The problem: Copy each line of the entries that contains the word "photo".

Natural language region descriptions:

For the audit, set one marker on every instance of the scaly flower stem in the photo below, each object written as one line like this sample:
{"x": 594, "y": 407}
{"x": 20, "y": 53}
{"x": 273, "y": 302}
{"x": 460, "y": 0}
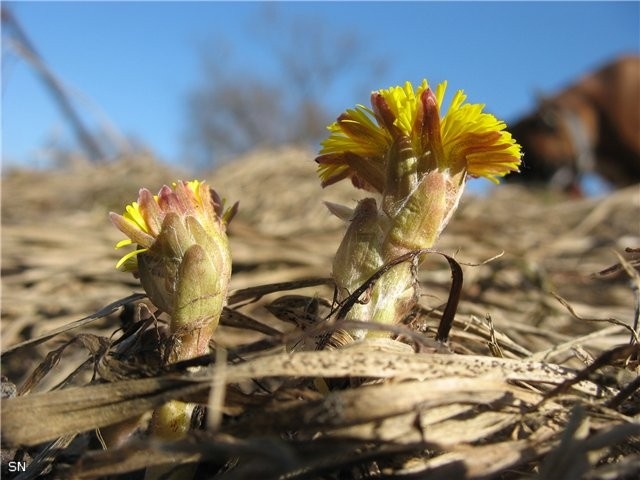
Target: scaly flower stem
{"x": 418, "y": 162}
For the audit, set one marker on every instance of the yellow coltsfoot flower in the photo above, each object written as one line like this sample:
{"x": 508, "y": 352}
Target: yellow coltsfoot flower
{"x": 183, "y": 258}
{"x": 184, "y": 265}
{"x": 418, "y": 161}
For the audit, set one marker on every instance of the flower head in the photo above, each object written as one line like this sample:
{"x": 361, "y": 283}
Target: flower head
{"x": 142, "y": 220}
{"x": 464, "y": 140}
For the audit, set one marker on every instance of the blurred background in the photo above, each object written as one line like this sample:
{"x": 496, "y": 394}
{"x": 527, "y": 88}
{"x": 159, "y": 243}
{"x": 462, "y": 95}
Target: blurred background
{"x": 196, "y": 84}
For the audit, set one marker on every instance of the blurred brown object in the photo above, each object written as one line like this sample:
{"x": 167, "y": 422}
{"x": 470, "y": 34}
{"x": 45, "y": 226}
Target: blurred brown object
{"x": 592, "y": 126}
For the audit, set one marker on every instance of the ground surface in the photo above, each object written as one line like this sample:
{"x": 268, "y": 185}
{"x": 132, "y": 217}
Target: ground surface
{"x": 58, "y": 257}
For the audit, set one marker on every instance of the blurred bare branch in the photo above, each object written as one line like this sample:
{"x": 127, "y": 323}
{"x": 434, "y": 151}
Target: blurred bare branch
{"x": 238, "y": 108}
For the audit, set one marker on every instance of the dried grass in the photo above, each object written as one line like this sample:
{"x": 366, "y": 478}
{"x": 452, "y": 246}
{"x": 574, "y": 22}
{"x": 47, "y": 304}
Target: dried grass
{"x": 539, "y": 378}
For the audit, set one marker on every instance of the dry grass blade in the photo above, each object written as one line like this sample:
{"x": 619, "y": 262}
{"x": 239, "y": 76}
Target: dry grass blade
{"x": 76, "y": 410}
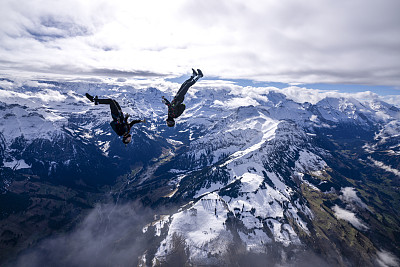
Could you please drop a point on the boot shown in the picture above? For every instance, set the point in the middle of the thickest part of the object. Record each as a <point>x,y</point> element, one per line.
<point>89,97</point>
<point>194,74</point>
<point>200,73</point>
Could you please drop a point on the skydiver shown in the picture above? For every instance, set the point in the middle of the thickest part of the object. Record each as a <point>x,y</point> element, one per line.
<point>120,122</point>
<point>176,107</point>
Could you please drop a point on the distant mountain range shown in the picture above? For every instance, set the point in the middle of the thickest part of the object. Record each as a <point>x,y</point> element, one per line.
<point>242,178</point>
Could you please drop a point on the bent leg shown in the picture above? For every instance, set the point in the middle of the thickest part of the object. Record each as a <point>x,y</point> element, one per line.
<point>180,95</point>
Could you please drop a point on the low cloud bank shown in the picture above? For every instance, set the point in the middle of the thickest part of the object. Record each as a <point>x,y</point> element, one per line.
<point>110,235</point>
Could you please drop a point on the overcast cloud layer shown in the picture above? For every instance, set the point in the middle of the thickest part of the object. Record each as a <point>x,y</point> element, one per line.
<point>291,41</point>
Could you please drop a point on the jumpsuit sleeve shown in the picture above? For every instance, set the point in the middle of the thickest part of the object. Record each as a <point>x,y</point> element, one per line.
<point>134,122</point>
<point>166,102</point>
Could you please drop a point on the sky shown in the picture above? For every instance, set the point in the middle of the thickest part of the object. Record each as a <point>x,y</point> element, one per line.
<point>351,45</point>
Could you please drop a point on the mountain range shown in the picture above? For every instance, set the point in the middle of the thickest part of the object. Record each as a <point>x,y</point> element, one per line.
<point>247,177</point>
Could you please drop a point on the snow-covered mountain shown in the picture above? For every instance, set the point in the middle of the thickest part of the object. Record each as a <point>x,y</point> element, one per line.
<point>251,174</point>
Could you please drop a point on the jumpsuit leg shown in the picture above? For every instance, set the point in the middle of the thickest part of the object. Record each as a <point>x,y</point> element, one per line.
<point>180,95</point>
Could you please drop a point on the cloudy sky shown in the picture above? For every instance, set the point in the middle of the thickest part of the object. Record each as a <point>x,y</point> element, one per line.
<point>354,42</point>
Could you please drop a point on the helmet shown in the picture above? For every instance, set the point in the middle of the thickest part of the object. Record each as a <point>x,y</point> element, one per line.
<point>126,139</point>
<point>170,122</point>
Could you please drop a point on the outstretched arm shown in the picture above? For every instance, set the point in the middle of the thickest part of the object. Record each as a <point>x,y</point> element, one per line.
<point>165,101</point>
<point>135,121</point>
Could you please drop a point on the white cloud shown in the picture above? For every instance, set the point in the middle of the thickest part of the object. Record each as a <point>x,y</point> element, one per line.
<point>349,195</point>
<point>288,41</point>
<point>350,217</point>
<point>385,167</point>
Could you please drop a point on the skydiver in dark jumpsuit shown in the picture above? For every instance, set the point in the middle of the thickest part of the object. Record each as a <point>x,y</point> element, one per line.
<point>120,122</point>
<point>176,106</point>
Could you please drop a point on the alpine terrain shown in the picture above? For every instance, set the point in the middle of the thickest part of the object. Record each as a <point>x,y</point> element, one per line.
<point>247,177</point>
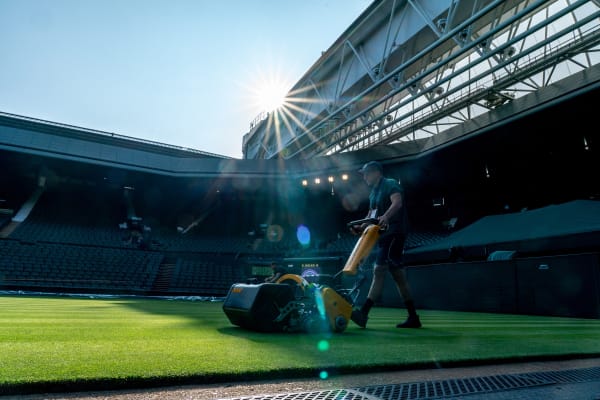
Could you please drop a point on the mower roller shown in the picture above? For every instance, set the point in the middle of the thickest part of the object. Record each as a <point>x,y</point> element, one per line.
<point>292,304</point>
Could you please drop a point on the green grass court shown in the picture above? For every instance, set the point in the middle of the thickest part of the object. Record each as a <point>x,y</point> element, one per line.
<point>61,343</point>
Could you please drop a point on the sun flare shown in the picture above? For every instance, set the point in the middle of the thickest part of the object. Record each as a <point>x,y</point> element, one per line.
<point>270,95</point>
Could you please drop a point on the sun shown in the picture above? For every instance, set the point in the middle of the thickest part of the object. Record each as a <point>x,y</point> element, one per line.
<point>270,94</point>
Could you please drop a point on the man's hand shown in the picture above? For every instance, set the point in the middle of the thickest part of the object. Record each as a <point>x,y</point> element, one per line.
<point>357,230</point>
<point>383,221</point>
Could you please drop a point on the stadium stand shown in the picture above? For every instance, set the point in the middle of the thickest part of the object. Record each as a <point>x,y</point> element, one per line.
<point>43,266</point>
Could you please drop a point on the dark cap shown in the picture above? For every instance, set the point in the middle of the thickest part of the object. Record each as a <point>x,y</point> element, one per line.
<point>371,166</point>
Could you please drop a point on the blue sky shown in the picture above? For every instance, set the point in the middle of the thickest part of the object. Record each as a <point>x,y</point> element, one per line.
<point>181,72</point>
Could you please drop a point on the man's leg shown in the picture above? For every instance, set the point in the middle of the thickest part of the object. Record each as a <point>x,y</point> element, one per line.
<point>396,261</point>
<point>413,320</point>
<point>361,315</point>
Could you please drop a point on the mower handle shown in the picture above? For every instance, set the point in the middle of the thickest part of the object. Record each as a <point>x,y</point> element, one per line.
<point>362,221</point>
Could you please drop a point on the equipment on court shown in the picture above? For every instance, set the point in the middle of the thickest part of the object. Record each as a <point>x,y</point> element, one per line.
<point>363,247</point>
<point>292,304</point>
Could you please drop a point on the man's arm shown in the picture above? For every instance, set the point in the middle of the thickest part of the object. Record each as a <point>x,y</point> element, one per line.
<point>396,206</point>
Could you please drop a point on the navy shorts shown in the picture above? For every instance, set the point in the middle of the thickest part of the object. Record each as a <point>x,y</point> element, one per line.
<point>391,250</point>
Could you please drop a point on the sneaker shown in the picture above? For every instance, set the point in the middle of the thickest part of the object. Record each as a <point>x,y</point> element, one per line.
<point>359,318</point>
<point>411,322</point>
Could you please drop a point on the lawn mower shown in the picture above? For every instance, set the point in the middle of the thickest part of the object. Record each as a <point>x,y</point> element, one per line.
<point>292,304</point>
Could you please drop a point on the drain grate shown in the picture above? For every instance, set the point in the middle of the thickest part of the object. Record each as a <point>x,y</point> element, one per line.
<point>339,394</point>
<point>443,388</point>
<point>451,387</point>
<point>569,376</point>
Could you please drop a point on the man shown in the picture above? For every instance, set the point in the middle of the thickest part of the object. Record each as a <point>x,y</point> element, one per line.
<point>386,204</point>
<point>277,272</point>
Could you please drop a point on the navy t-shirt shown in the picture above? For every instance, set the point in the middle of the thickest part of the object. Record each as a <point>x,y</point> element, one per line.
<point>379,199</point>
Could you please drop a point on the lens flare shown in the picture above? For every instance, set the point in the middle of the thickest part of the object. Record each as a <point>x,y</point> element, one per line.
<point>323,345</point>
<point>303,235</point>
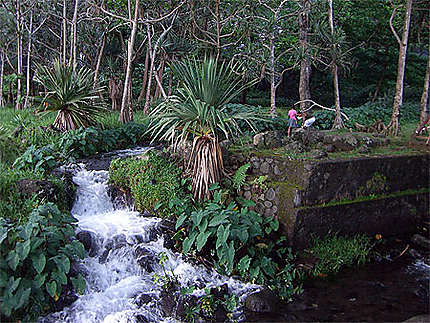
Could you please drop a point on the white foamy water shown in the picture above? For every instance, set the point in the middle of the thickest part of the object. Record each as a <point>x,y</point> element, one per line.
<point>121,239</point>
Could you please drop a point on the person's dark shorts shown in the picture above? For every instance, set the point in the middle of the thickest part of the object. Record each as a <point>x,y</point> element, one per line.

Response:
For the audit, set one marker on every instance of the scaly flower stem in the photo below, each object written as one line like this sample:
For the audit, set one marker on every instance of the yellow coltsfoot flower in the photo above, each object written as one line like this sample:
For the audit, set one marker on every instance of the flower head in the photo above, each object written as one line like this sample:
For the audit, set one marker on every instance of the blurred background in the photo above, each object written as one line like this sample:
For the audit, set one marker on every instance of the blurred brown object in the photo above, each object written as one line like this sample:
For the audit, set one marker on every instance of the ground surface in the photo above, each object written as one line like this sample:
For the audit, set one marker on every instance of the blurred bare branch in the photo above, each object written as one line like this sample:
For the audit, set one marker on every instance of the dried grass in the photo above, each object written as one line like this sample:
For the audit, set one marker on every instance of the dry grass blade in the photo above, each object written as one line like this sample:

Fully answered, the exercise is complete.